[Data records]
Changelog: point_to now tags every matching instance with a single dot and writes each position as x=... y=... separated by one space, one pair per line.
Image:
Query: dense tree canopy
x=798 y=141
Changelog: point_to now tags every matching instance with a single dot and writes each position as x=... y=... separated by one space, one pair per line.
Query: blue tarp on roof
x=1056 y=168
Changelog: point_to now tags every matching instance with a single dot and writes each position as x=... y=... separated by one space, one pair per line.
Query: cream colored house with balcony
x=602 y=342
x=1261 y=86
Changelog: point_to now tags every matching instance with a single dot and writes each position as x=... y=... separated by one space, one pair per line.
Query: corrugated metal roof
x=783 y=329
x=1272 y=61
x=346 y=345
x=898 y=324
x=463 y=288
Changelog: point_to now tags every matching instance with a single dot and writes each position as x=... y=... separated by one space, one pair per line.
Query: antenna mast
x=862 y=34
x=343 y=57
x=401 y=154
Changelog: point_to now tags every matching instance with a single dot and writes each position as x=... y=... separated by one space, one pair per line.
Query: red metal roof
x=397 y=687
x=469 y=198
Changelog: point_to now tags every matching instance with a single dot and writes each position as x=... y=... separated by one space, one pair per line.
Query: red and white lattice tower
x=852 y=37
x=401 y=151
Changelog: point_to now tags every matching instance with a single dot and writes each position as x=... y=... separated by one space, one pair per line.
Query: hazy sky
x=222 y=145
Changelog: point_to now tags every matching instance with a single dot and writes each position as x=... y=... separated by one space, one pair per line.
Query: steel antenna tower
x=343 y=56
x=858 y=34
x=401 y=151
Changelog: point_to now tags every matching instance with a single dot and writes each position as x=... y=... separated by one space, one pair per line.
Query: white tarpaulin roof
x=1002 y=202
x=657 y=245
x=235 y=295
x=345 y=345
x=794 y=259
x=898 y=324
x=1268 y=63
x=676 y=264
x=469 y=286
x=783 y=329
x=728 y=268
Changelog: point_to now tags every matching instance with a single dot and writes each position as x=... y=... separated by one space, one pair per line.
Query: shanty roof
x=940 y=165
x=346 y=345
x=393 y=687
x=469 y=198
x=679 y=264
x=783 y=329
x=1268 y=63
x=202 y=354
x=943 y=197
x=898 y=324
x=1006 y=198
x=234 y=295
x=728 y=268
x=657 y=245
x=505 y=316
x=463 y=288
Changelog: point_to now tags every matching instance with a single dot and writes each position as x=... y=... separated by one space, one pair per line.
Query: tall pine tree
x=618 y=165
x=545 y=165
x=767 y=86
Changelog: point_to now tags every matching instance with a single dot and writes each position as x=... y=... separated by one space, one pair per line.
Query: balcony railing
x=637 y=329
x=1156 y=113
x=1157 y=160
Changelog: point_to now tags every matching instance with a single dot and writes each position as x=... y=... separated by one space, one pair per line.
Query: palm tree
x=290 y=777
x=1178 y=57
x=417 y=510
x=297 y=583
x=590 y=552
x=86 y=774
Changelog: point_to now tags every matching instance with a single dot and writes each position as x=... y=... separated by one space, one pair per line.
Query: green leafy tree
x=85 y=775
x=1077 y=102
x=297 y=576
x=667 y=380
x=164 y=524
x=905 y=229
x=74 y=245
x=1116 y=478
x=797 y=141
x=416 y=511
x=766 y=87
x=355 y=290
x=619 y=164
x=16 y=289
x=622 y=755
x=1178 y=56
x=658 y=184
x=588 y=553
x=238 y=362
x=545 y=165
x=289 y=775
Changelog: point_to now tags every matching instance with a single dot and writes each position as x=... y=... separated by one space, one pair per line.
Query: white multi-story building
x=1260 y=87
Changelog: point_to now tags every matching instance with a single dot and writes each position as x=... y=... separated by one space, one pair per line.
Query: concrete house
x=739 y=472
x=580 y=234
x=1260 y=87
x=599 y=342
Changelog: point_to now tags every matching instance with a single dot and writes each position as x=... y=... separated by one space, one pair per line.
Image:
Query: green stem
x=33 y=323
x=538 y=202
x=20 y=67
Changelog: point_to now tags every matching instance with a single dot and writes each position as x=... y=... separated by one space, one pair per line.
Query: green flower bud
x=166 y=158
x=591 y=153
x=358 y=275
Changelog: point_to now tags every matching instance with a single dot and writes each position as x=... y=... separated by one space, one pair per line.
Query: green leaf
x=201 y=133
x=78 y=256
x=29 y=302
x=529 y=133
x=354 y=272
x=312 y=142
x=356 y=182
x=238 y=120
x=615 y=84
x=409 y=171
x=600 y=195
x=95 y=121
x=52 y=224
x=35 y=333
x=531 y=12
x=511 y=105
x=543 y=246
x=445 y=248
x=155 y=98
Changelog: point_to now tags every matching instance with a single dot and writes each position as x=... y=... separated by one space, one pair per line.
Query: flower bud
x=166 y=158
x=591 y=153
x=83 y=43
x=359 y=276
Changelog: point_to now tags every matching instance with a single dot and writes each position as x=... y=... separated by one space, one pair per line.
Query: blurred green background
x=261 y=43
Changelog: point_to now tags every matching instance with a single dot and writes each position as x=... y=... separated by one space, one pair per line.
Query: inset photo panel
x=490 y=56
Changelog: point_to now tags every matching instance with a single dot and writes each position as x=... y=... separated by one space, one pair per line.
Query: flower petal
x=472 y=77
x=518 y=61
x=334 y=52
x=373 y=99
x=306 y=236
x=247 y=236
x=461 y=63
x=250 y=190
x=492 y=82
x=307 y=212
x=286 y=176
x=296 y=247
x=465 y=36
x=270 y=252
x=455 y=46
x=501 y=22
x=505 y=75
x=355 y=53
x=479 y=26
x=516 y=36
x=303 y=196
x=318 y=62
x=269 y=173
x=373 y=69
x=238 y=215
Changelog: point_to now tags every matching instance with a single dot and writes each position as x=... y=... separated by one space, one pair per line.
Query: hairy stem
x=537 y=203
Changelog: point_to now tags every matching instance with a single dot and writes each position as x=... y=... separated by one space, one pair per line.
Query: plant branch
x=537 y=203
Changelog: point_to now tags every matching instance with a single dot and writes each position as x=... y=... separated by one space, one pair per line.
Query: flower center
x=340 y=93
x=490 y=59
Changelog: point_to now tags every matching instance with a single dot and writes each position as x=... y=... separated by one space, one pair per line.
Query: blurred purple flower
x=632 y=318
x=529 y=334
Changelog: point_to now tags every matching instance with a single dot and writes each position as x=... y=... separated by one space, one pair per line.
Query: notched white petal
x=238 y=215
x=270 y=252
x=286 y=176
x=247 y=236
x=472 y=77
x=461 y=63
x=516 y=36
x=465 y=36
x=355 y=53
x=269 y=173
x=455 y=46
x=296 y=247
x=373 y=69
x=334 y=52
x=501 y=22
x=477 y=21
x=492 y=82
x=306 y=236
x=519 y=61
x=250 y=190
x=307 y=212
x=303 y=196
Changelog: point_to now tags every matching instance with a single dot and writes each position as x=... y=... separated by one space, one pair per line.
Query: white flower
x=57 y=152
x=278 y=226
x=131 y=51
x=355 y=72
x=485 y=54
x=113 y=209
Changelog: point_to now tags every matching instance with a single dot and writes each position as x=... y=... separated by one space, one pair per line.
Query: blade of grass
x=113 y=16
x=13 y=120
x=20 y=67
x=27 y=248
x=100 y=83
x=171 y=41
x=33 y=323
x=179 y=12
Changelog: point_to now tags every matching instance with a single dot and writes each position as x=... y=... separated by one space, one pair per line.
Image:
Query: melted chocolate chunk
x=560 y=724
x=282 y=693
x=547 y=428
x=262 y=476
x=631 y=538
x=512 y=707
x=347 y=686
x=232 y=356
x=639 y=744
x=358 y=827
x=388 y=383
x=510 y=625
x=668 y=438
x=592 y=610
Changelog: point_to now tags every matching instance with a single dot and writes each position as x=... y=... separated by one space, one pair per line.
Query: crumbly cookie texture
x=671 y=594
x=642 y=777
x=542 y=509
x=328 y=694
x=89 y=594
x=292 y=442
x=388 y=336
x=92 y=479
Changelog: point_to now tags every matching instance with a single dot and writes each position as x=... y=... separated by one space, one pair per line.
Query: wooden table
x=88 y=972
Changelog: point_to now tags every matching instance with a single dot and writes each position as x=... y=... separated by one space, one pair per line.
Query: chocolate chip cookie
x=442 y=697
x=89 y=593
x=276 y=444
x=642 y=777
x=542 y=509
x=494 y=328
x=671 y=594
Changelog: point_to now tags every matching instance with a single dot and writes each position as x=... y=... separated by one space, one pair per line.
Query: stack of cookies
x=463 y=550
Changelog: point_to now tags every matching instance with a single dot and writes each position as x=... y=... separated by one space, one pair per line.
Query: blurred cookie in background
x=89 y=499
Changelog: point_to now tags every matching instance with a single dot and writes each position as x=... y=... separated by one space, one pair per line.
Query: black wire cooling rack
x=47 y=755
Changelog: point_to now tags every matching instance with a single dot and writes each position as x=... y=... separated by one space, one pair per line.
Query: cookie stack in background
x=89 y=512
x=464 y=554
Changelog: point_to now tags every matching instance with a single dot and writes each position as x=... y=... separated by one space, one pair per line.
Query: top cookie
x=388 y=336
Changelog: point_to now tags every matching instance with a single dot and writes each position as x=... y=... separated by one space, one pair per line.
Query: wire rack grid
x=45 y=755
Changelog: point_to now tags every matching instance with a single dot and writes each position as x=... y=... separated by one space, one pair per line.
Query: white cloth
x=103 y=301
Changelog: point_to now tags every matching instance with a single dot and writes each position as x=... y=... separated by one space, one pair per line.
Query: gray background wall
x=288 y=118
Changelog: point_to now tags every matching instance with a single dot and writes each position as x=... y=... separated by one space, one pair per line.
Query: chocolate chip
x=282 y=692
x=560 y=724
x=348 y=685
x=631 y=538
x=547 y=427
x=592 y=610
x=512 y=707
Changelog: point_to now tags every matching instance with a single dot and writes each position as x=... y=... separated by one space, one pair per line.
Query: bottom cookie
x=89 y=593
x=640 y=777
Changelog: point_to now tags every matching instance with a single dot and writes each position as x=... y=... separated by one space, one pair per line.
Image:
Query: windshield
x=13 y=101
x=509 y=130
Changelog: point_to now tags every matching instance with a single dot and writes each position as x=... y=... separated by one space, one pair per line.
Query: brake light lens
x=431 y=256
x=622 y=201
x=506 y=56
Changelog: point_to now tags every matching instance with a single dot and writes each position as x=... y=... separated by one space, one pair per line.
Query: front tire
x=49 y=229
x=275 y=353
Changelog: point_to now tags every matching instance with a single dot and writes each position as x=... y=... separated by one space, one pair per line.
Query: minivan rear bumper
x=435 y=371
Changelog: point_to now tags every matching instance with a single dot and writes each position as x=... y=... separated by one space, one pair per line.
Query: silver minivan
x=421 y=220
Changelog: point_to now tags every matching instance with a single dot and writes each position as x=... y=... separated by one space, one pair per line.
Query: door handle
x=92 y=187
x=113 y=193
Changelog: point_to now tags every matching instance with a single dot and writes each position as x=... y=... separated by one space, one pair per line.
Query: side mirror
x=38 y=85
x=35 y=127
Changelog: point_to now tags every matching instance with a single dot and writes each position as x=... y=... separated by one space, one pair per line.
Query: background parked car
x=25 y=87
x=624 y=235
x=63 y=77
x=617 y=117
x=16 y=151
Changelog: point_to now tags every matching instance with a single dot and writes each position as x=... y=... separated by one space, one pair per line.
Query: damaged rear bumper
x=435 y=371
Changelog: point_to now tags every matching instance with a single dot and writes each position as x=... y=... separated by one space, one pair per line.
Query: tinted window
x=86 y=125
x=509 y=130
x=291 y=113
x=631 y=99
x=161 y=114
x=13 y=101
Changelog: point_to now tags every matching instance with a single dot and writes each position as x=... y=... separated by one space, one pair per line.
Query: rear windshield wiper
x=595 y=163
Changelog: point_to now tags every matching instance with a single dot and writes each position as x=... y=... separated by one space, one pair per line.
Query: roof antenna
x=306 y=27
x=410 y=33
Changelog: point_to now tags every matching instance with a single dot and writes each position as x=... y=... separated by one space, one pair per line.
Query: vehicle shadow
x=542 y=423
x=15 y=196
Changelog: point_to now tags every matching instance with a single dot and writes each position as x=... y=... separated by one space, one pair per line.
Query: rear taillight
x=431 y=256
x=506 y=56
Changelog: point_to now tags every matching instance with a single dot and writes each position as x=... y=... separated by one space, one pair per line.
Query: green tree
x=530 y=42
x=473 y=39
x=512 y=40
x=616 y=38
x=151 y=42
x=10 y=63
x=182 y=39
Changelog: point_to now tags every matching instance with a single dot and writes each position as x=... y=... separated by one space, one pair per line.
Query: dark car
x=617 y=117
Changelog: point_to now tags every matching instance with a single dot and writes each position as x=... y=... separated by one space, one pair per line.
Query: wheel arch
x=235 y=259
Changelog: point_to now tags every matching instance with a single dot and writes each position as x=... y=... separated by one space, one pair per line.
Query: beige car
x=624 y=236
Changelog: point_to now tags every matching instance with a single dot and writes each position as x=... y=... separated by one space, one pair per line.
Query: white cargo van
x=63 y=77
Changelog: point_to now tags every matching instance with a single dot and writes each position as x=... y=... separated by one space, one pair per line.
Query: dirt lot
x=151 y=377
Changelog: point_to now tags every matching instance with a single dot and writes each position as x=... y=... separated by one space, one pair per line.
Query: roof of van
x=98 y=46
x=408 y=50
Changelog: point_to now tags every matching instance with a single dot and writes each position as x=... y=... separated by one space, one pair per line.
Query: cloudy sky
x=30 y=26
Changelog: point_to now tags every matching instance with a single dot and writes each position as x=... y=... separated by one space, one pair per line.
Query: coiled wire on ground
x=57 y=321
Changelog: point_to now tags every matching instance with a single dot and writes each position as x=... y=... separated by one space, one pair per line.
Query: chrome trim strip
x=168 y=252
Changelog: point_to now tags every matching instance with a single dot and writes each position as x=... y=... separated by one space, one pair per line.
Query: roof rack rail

→ **What to produce**
From the listing above, pick out every line that contains the string "roof" and copy each one.

→ **Written reply**
Query: blue tarp on roof
Query: corrugated metal roof
Query: red metal roof
Query: white tarpaulin roof
Query: shanty roof
Query: roof antenna
Query: roof of van
Query: roof rack rail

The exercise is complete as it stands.